> Provided records
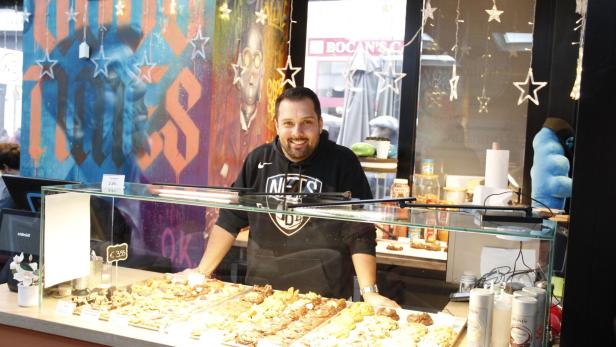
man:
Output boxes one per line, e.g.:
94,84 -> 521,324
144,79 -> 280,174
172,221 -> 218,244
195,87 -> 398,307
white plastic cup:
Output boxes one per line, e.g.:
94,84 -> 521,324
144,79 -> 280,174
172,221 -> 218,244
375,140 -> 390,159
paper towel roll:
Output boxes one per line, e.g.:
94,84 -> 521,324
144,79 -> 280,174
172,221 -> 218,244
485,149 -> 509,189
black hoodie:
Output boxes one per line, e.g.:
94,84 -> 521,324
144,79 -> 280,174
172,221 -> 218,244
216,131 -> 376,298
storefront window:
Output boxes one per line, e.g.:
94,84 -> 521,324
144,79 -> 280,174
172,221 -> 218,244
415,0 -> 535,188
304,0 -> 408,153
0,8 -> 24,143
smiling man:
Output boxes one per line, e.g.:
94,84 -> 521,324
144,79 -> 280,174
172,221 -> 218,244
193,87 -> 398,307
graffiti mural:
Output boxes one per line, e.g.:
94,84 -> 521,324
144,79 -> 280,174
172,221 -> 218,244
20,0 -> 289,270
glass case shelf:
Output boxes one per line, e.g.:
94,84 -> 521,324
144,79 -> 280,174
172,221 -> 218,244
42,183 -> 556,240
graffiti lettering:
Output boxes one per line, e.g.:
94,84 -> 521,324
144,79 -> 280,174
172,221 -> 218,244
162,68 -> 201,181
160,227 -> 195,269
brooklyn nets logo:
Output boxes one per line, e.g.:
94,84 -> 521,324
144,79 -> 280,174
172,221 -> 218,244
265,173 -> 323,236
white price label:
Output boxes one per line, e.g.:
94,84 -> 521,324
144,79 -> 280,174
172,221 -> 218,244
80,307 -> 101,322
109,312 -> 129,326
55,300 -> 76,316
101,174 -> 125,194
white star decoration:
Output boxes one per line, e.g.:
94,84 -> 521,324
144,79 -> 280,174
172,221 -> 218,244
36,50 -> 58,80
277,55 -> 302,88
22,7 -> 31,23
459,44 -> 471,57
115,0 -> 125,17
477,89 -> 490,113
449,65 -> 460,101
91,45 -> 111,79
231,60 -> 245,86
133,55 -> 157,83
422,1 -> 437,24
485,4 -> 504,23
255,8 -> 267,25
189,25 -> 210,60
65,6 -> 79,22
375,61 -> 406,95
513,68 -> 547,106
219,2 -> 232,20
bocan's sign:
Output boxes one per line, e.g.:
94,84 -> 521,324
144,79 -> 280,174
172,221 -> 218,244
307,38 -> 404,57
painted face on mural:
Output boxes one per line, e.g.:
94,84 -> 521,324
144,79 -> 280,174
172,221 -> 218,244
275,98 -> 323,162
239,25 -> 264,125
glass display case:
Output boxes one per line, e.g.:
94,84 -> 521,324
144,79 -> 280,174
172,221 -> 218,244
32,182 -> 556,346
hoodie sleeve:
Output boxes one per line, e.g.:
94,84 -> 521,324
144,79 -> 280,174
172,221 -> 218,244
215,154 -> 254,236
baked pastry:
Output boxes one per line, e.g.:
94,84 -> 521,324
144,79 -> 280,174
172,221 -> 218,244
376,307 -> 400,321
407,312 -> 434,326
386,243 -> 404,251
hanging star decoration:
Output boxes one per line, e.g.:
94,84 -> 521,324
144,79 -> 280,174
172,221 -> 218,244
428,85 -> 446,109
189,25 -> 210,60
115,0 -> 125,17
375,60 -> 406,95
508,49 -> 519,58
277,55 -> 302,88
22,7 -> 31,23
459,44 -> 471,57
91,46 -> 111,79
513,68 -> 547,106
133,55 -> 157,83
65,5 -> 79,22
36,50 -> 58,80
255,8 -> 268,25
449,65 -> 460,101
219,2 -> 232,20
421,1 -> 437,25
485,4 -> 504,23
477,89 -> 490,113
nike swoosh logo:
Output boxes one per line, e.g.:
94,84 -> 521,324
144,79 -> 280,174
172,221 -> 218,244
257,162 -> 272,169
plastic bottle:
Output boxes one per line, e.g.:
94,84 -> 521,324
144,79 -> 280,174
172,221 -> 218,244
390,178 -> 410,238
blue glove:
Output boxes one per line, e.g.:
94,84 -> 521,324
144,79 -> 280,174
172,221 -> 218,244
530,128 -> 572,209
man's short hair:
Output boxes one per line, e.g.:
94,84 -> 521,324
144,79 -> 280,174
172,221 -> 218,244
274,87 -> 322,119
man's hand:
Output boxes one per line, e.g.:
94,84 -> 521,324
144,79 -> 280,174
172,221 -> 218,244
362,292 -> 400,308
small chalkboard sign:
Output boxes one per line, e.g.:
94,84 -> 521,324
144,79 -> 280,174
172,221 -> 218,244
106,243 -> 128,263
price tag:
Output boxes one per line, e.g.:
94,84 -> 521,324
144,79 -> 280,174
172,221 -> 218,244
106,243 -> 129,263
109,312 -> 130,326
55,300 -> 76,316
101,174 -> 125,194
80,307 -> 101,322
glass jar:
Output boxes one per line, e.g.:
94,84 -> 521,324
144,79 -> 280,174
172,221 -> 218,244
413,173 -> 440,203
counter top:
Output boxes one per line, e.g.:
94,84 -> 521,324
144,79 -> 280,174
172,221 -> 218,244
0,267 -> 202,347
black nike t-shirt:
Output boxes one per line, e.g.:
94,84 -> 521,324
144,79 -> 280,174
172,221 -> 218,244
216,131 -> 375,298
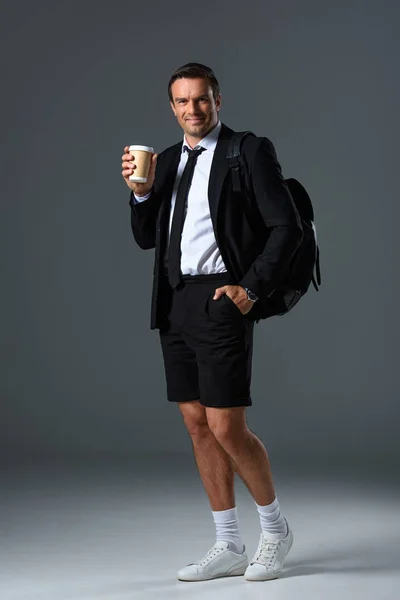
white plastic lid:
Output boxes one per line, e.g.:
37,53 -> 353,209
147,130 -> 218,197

> Assigned task
Check each line above for the word "plastic" and say how many have it, with nothing else.

> Result of the task
3